__Task prompt__: Give again, word for word, each line below starting at the one that contains "Place one marker on each instance of the white door." and ending at the one that contains "Place one marker on each instance of the upper".

__Source data__:
▼

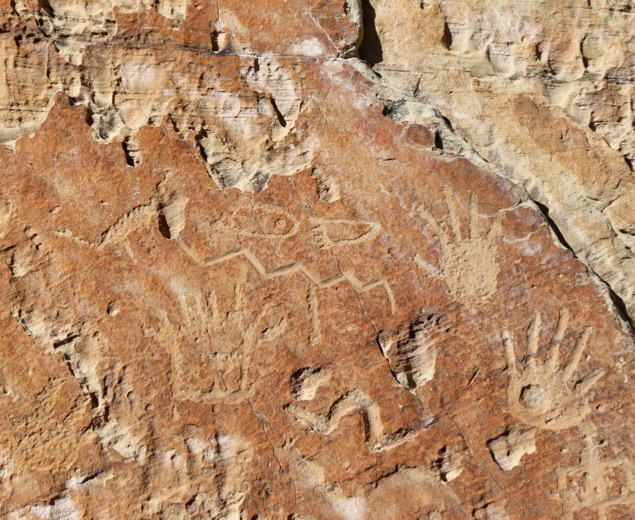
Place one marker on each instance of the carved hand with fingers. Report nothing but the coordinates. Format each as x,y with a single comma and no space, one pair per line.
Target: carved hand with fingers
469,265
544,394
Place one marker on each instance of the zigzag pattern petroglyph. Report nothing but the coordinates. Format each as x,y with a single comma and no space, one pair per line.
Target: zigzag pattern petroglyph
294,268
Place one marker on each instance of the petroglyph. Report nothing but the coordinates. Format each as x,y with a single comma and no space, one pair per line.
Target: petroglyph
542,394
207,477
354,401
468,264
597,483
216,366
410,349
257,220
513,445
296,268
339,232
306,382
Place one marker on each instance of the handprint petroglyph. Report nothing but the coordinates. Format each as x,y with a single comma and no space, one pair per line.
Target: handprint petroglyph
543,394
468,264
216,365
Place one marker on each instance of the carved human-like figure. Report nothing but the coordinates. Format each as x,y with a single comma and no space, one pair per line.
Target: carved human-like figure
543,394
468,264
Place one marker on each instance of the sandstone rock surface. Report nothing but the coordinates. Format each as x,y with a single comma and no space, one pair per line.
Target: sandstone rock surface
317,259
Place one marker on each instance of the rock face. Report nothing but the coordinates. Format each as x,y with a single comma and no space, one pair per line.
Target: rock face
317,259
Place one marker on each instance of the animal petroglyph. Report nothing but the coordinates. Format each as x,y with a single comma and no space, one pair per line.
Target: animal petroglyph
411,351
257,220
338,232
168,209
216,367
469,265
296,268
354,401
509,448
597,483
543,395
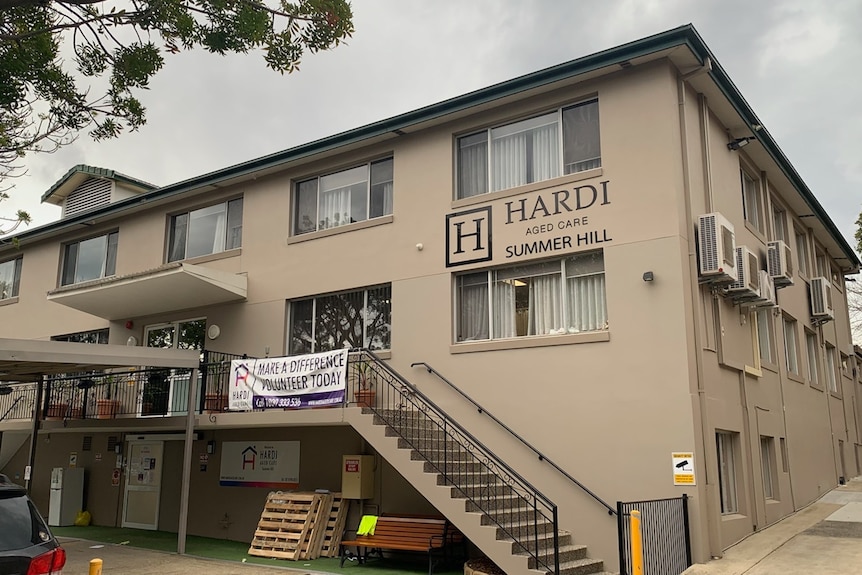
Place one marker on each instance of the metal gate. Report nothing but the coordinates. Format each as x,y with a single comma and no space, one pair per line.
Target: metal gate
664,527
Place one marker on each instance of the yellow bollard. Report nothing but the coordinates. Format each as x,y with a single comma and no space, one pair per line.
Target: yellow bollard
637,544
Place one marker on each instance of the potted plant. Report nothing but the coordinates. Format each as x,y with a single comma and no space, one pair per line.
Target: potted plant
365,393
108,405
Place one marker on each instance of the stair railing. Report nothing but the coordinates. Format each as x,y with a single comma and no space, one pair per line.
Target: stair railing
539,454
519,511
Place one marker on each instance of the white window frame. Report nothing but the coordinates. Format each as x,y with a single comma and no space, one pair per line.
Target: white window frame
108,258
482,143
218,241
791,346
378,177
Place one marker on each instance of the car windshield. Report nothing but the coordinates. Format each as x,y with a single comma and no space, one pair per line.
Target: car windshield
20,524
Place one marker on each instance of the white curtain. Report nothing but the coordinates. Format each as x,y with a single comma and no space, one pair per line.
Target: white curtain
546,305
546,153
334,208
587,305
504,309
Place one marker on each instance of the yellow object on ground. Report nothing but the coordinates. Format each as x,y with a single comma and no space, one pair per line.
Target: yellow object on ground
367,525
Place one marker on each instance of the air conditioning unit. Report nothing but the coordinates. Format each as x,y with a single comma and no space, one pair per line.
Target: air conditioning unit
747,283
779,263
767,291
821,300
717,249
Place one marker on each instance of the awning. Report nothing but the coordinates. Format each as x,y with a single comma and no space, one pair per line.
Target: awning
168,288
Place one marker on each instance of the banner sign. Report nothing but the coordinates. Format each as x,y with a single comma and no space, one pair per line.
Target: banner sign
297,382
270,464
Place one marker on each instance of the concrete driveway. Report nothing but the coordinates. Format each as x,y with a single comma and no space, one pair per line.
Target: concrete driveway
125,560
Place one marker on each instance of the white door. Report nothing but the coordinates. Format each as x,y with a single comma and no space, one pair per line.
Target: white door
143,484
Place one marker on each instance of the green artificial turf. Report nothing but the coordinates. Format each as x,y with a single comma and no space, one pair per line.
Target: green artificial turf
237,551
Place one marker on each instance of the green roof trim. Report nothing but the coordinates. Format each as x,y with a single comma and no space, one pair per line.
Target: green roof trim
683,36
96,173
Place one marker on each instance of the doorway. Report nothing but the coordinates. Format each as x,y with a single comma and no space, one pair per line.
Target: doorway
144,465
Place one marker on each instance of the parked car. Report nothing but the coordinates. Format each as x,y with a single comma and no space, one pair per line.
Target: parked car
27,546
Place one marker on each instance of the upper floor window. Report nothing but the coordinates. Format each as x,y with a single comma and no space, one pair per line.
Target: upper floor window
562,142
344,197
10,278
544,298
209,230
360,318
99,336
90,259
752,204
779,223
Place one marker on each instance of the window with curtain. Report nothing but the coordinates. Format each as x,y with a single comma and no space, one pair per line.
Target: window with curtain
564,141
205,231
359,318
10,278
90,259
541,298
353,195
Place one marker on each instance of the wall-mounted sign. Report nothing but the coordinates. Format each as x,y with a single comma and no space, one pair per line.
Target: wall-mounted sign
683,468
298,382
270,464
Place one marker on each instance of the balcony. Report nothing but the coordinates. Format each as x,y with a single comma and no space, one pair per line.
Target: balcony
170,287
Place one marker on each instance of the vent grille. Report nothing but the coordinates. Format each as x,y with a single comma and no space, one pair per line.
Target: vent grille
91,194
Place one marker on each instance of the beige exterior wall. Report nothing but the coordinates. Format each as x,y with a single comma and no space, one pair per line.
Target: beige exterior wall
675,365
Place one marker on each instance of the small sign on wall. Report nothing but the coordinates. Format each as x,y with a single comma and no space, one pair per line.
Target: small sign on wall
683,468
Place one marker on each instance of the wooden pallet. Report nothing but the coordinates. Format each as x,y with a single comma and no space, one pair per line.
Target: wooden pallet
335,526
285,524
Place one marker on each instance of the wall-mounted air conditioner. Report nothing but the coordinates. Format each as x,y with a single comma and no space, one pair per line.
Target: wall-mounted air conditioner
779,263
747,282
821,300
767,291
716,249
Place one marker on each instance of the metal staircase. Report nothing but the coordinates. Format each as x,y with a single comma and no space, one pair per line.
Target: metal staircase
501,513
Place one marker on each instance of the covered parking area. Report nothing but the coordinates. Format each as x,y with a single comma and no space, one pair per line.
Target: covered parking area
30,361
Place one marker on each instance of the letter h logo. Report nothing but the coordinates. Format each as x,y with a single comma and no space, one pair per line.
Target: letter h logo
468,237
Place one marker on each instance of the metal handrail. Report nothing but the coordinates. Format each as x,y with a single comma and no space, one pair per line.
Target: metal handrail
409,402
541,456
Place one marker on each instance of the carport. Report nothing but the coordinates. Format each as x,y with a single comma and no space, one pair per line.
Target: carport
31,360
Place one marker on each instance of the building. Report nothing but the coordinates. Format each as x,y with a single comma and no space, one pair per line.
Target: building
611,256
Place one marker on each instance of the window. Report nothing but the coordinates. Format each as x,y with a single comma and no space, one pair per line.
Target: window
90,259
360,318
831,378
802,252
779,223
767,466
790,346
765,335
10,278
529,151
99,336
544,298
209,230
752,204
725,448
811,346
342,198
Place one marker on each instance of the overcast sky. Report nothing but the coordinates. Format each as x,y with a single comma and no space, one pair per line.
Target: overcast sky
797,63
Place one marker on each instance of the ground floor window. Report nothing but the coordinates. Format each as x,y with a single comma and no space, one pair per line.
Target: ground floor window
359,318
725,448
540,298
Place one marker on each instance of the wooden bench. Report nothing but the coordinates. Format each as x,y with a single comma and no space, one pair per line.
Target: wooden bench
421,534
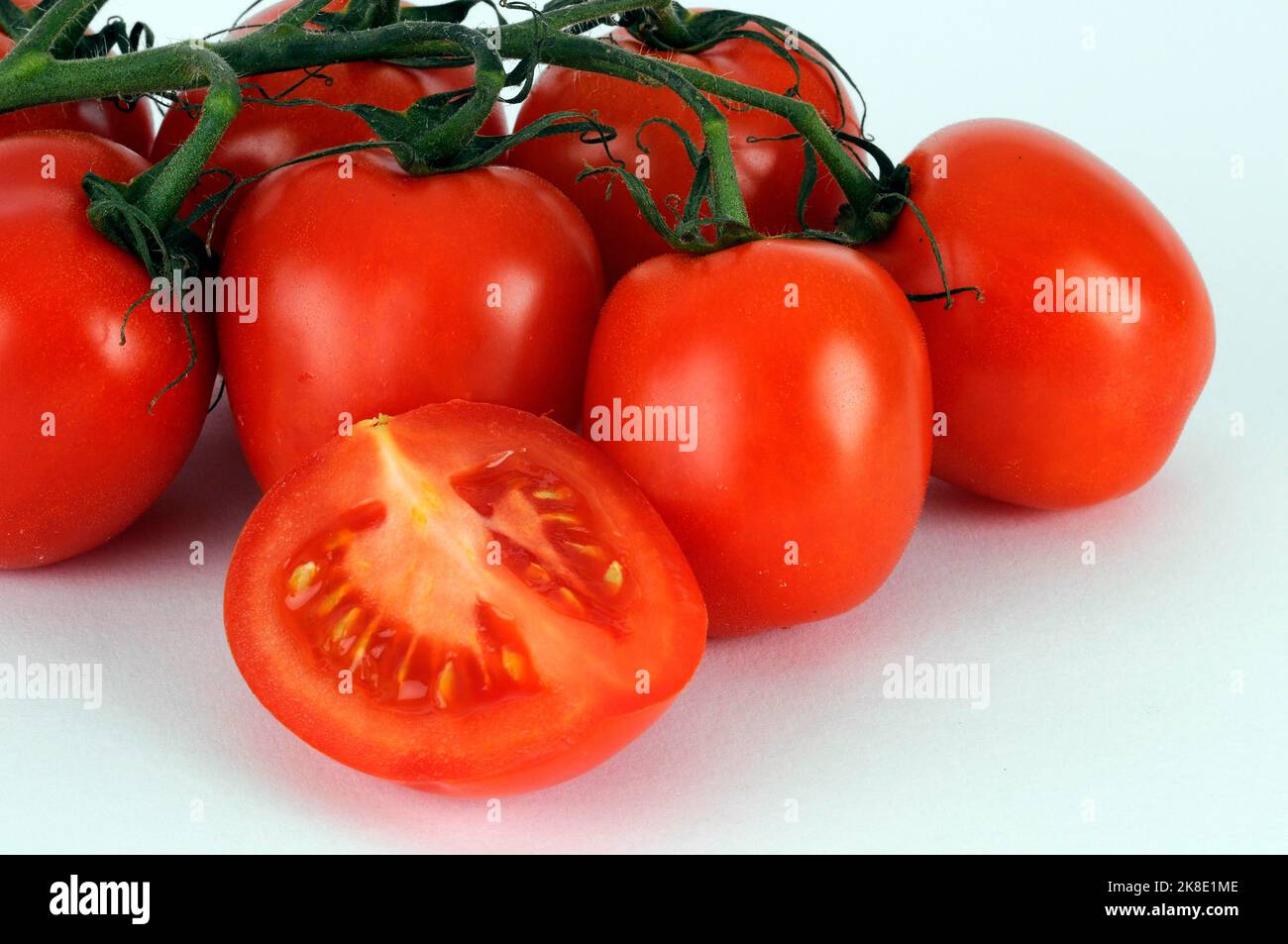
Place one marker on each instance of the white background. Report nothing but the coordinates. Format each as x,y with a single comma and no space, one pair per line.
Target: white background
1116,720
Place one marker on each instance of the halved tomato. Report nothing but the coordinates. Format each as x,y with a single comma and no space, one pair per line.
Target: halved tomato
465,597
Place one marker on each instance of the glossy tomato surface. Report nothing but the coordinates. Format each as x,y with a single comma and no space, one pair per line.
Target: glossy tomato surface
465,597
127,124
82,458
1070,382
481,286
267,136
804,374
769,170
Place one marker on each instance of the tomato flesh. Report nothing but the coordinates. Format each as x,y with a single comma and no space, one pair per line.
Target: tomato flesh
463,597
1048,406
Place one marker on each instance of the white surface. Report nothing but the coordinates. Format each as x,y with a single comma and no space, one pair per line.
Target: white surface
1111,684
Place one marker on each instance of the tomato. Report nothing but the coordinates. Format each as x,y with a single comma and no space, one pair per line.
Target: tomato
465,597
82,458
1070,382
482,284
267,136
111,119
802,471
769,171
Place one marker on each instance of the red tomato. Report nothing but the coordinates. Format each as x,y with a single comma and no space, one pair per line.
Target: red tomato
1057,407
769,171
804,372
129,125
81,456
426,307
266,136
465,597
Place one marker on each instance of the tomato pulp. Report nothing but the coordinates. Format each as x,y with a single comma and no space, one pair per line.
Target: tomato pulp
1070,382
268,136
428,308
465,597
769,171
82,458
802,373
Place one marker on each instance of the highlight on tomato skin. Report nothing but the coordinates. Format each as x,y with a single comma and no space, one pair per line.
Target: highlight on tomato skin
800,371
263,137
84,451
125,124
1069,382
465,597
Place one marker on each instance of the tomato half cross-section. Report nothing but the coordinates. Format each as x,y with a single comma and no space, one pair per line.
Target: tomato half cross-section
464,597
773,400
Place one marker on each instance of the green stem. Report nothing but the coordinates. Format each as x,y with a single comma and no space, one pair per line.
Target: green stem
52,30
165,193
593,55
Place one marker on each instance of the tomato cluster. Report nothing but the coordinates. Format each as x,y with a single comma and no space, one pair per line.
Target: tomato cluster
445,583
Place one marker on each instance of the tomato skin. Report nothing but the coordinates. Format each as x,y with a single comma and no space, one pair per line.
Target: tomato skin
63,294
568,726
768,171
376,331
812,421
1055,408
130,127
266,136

▲

__Answer to the problem__:
Place one marker on each instance of the white door. Report nothing but the coordinates. Format each as x,y with a single comma and no space, one pair per line.
Target: white door
143,484
Place one marker on each instance of the green artificial turf. Report nothing but the coordinates. Format each as x,y with a single comma and no space, one pair per line.
Target: green artificial turf
237,551
Place one marker on each instance of the green roof trim. Report nothing but the coordinates. Format each as x,y with a single comma and no space, one pair per line.
Target: green roof trim
683,36
96,173
Place one marker on each instance of the doorway. Report nothing but the coordinates. Format each as x,y with a single comma and no space, one pair per line.
Target: doorway
144,465
Place one marker on each instance of the parked car. Report nothing but the coordinates. Format each as x,y with a single comma and no space, one pair per line.
Target: parked car
27,546
Place one marker on each instance of the upper floor window. Report nothing but the coordinates. Format each as x,y with a single comma and no space, one pair per line.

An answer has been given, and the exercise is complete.